Entries provided:
|---|

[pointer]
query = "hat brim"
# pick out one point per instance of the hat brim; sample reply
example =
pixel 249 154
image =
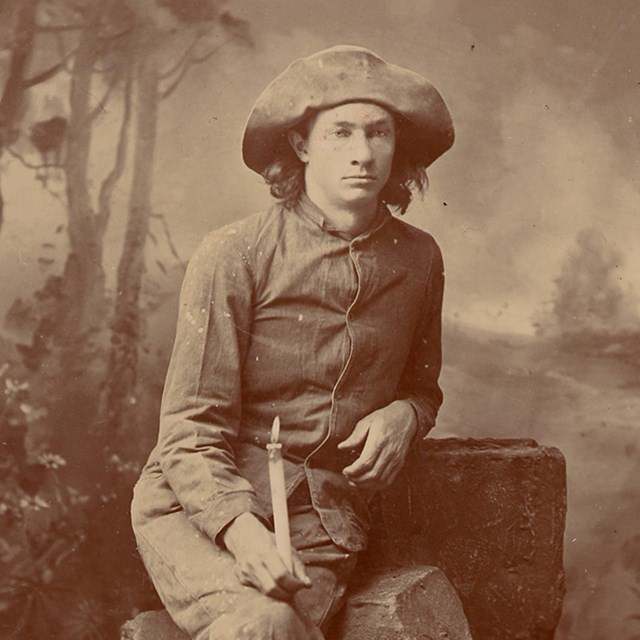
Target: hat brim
pixel 337 76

|---|

Description of the task: Reproduce the material above in full, exactly, with no images.

Solved problem:
[pointer]
query = "hat brim"
# pick out one point per instance of the hat brim; sample reply
example =
pixel 249 154
image =
Target: hat brim
pixel 337 76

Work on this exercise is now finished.